**Document**
■ ■ ■ ■ ■ ■ ■

Click on image above for access to forum.
By Kevin Barry BSc(Hons) MRICS, QUINTIN QS — 11 June 2026
For the past two years I have been doing the work that, in my professional view, the Department for Infrastructure should have done a decade ago: a proper, evidence-based feasibility appraisal of a fixed crossing of Strangford Lough.
That work — the interactive feasibility dashboard, the diversion heatmap, the cost-benefit analysis built to HM Treasury Green Book and DfT TAG standards — was always intended as a starting point, not a finishing line. The whole purpose of putting numbers and sources on the table was to invite scrutiny.
Today I am opening up that scrutiny to anyone who wants to take part.
The forum

Click on image above. It is, quite simply, a place to ask a question about the Strangford Lough Crossing and receive a public, evidenced answer.
You give your name. You write your question. I read it, publish it, and answer it — in public, with sources cited, in plain English. Every exchange stays on the record for anyone to read, quote, share, or challenge.

■ ■ ■ ■ ■ ■ ■

**Given information**
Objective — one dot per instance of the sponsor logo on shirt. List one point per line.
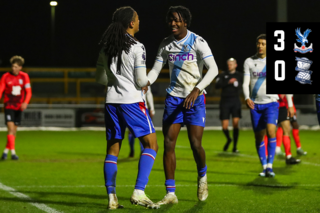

■ ■ ■ ■ ■ ■ ■

**Instruction**
Repeat the Strangford Lough article from "By Kevin Barry" to "of Strangford Lough.", swapping "Department for Infrastructure" for "Northern Ireland Executive". The data above is separate material from the Strangford Lough article.

**Answer in full**
By Kevin Barry BSc(Hons) MRICS, QUINTIN QS — 11 June 2026
For the past two years I have been doing the work that, in my professional view, the Northern Ireland Executive should have done a decade ago: a proper, evidence-based feasibility appraisal of a fixed crossing of Strangford Lough.